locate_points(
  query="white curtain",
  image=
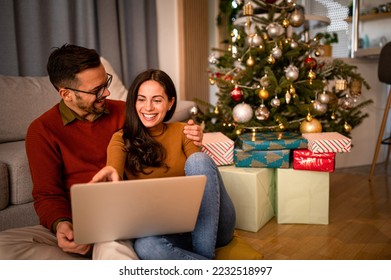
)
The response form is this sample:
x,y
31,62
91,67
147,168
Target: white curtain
x,y
122,31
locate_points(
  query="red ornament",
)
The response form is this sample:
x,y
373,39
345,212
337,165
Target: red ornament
x,y
237,94
310,62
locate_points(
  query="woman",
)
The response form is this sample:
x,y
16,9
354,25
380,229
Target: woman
x,y
148,147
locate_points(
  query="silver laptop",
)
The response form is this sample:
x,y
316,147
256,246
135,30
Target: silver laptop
x,y
110,211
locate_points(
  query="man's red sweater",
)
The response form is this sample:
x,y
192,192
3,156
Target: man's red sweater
x,y
60,156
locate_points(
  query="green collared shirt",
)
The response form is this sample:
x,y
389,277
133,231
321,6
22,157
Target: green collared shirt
x,y
68,116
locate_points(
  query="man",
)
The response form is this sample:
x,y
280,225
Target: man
x,y
67,145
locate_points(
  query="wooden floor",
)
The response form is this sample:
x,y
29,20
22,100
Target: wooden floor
x,y
359,223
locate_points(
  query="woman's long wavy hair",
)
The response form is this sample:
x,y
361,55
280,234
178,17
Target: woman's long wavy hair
x,y
142,150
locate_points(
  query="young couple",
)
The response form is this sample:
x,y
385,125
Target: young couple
x,y
68,143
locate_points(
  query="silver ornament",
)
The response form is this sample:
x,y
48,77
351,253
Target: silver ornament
x,y
291,73
347,102
262,113
276,52
194,110
275,102
242,113
297,18
274,30
254,40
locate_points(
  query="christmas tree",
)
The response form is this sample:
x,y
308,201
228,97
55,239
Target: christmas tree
x,y
272,77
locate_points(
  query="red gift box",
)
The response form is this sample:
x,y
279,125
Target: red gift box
x,y
307,160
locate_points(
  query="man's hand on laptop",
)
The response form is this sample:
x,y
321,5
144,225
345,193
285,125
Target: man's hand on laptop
x,y
65,239
107,173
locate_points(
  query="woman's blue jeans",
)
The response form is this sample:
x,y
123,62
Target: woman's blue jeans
x,y
214,227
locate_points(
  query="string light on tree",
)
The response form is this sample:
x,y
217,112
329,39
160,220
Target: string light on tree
x,y
276,74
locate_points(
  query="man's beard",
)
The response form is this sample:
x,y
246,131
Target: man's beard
x,y
89,108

##############################

[WORK REQUIRED]
The pictures should not appear in the copy; every other part of the records above must be returned exactly.

[CORRECT RESPONSE]
locate_points(
  query="white curtain",
  image=
)
The response form is this sample:
x,y
31,62
91,67
147,168
Target: white curtain
x,y
122,31
locate_points(
  query="red ornament",
)
The response form is this sample:
x,y
373,39
345,212
337,165
Target: red ornament
x,y
237,94
310,62
locate_points(
  query="woman",
)
The response form is this sample:
x,y
16,9
354,25
380,229
Target: woman
x,y
148,147
locate_points(
  query="silver laptop",
)
The response form is this sample:
x,y
316,147
256,246
135,30
Target: silver laptop
x,y
110,211
locate_points(
  query="man's red sweater",
)
The response form is this sample:
x,y
192,192
3,156
Target: man's red sweater
x,y
60,156
locate_points(
  query="green collared shirt",
)
The response form is this sample:
x,y
389,277
133,231
321,6
22,157
Target: green collared shirt
x,y
68,116
locate_points(
  query="man",
)
The response form is this sample:
x,y
280,225
Target: man
x,y
67,145
locate_points(
  query="wooden floor",
)
The response form is this sample:
x,y
29,20
22,100
Target: wooden floor
x,y
359,223
locate_points(
  query="woman's long wavy hair",
)
The response form is this sample:
x,y
361,55
280,234
178,17
Target: woman's long wavy hair
x,y
142,150
locate_points(
  query="young couple",
)
The response form is this sample:
x,y
385,125
Target: young couple
x,y
68,143
locate_points(
  query="silver ornament",
)
The response form is this sample:
x,y
48,77
351,253
Target: silver ornament
x,y
291,73
347,102
262,113
276,52
194,110
275,102
242,113
297,18
274,30
254,40
locate_points(
  query="christmas tree",
)
The response form is this sample:
x,y
308,201
228,97
55,239
Target: christmas tree
x,y
272,77
locate_points(
  query="red gift box",
)
The response form is this sample:
x,y
279,125
Target: red gift box
x,y
307,160
locate_points(
  query="man's hand on laptop",
)
The response form is this sample:
x,y
321,5
144,225
345,193
285,125
Target: man's hand on laptop
x,y
65,239
107,173
locate_points(
  query="woman's blue jeans",
)
The response form is this sample:
x,y
123,62
Target: woman's blue jeans
x,y
214,227
locate_points(
  query="string light on tree",
)
The response form is this sample:
x,y
217,112
329,39
160,220
Target: string light on tree
x,y
276,74
locate_points(
  query="man's beard",
)
The response form is this sample:
x,y
246,131
Target: man's beard
x,y
89,108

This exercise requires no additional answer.